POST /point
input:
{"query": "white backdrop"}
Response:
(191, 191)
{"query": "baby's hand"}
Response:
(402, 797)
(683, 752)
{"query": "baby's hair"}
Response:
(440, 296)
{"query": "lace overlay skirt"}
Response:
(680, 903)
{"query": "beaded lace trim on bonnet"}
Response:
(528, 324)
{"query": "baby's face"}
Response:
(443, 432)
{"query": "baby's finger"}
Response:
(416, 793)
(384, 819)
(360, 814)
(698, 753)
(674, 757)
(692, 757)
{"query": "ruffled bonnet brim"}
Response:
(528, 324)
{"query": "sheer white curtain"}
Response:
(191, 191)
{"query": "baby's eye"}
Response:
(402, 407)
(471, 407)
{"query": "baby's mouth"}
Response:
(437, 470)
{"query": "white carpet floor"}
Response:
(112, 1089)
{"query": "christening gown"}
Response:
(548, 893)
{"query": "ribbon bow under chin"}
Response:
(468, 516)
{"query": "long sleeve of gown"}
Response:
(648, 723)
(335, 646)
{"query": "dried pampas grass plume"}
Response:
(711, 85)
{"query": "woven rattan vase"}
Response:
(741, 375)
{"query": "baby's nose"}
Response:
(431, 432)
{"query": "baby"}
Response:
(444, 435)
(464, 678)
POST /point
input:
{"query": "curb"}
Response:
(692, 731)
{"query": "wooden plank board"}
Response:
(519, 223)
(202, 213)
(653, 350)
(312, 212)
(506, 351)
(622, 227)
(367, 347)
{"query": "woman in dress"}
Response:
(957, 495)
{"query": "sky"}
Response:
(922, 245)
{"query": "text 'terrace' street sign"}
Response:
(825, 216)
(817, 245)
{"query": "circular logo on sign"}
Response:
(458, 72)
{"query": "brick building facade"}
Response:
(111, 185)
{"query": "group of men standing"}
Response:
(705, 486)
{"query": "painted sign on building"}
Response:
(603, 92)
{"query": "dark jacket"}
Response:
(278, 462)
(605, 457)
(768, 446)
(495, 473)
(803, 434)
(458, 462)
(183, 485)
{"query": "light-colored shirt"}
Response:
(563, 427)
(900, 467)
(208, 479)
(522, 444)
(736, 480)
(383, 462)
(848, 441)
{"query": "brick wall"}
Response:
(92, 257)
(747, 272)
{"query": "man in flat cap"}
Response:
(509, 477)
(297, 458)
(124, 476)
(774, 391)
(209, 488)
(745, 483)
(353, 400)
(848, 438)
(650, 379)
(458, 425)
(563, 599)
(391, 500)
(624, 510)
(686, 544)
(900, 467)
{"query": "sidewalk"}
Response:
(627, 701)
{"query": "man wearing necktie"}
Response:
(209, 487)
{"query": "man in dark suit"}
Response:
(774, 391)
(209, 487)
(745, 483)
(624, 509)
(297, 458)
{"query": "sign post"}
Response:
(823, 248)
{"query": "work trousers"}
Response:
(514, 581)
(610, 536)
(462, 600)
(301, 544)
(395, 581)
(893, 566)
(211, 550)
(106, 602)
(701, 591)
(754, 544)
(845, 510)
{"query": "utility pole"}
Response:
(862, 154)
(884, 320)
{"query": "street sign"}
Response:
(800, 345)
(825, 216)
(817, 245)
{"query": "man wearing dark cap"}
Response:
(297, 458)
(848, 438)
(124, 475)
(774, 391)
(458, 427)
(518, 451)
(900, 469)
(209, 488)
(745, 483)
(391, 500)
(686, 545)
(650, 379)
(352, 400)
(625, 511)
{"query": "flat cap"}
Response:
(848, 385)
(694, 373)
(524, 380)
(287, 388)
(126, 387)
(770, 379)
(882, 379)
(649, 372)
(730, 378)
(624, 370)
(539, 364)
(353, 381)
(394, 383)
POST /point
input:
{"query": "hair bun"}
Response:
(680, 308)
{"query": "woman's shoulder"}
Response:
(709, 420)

*Task statement:*
Restate every record exactly, leaving nothing out.

*Solution for this task:*
POST /point
input:
{"query": "white backdrop"}
Response:
(191, 191)
{"query": "baby's hand"}
Response:
(402, 797)
(683, 752)
{"query": "baby's hair"}
Response:
(440, 296)
{"query": "lace overlay skirt"}
Response:
(680, 903)
{"query": "beaded lace trim on bonnet"}
Response:
(528, 324)
{"query": "baby's face"}
Response:
(443, 432)
{"query": "baby's finger"}
Response:
(416, 793)
(384, 819)
(360, 814)
(698, 753)
(674, 757)
(692, 757)
{"query": "ruffled bonnet brim"}
Response:
(528, 324)
{"query": "sheer white curtain"}
Response:
(191, 191)
{"query": "baby's eye"}
Response:
(402, 407)
(471, 407)
{"query": "baby's mouth"}
Response:
(437, 470)
{"query": "white carpet floor"}
Response:
(112, 1089)
{"query": "christening gown"}
Response:
(548, 893)
{"query": "ribbon bow under chin"}
Response:
(468, 516)
{"query": "long sleeve of gown"}
Response:
(648, 723)
(335, 646)
{"query": "dried pampas grass plume"}
Response:
(711, 85)
{"query": "woven rattan vase"}
Response:
(741, 375)
{"query": "baby's nose"}
Response:
(431, 432)
{"query": "baby"}
Response:
(444, 435)
(464, 678)
POST /point
input:
{"query": "curb"}
Response:
(692, 731)
{"query": "wooden plank board"}
Response:
(519, 223)
(202, 213)
(653, 350)
(312, 212)
(506, 351)
(622, 227)
(367, 347)
{"query": "woman in dress"}
Response:
(957, 495)
{"query": "sky"}
Response:
(922, 245)
{"query": "text 'terrace' street sign"}
Response:
(825, 216)
(817, 245)
{"query": "circular logo on sign"}
Response:
(458, 72)
{"query": "brick building facade"}
Response:
(111, 185)
{"query": "group of men standing"}
Response:
(705, 486)
{"query": "painted sign on building"}
Response:
(603, 92)
{"query": "dark jacket"}
Response:
(278, 462)
(605, 457)
(768, 446)
(495, 473)
(803, 434)
(458, 462)
(183, 485)
{"query": "light-colored shirt"}
Response:
(563, 427)
(900, 467)
(208, 479)
(522, 444)
(736, 480)
(383, 462)
(848, 441)
{"query": "brick wall"}
Response:
(92, 257)
(747, 272)
{"query": "man in flat cap"}
Response:
(509, 477)
(297, 458)
(124, 476)
(774, 391)
(209, 488)
(745, 483)
(353, 400)
(848, 438)
(650, 379)
(458, 425)
(563, 599)
(391, 500)
(624, 510)
(686, 544)
(900, 467)
{"query": "sidewalk"}
Response:
(627, 701)
{"query": "man wearing necktie"}
Response:
(209, 487)
{"query": "man in dark suit"}
Response:
(774, 391)
(209, 487)
(745, 483)
(624, 509)
(297, 458)
{"query": "sign post"}
Response:
(823, 248)
{"query": "work trousers"}
Response:
(514, 581)
(610, 536)
(462, 600)
(301, 544)
(395, 581)
(893, 566)
(211, 550)
(106, 602)
(701, 591)
(754, 544)
(845, 510)
{"query": "utility pole"}
Response:
(862, 154)
(884, 320)
{"query": "street sign"}
Response:
(800, 345)
(825, 216)
(817, 245)
{"query": "man wearing dark cap"}
Response:
(297, 458)
(848, 438)
(124, 475)
(774, 391)
(458, 427)
(518, 451)
(900, 469)
(209, 488)
(745, 483)
(391, 500)
(686, 545)
(650, 379)
(352, 400)
(625, 511)
{"query": "flat cap"}
Response:
(848, 385)
(694, 373)
(524, 380)
(287, 388)
(126, 387)
(770, 379)
(882, 379)
(649, 372)
(730, 378)
(624, 370)
(539, 364)
(353, 381)
(394, 383)
POST /point
input:
{"query": "hair bun"}
Response:
(680, 308)
{"query": "woman's shoulder"}
Response:
(709, 420)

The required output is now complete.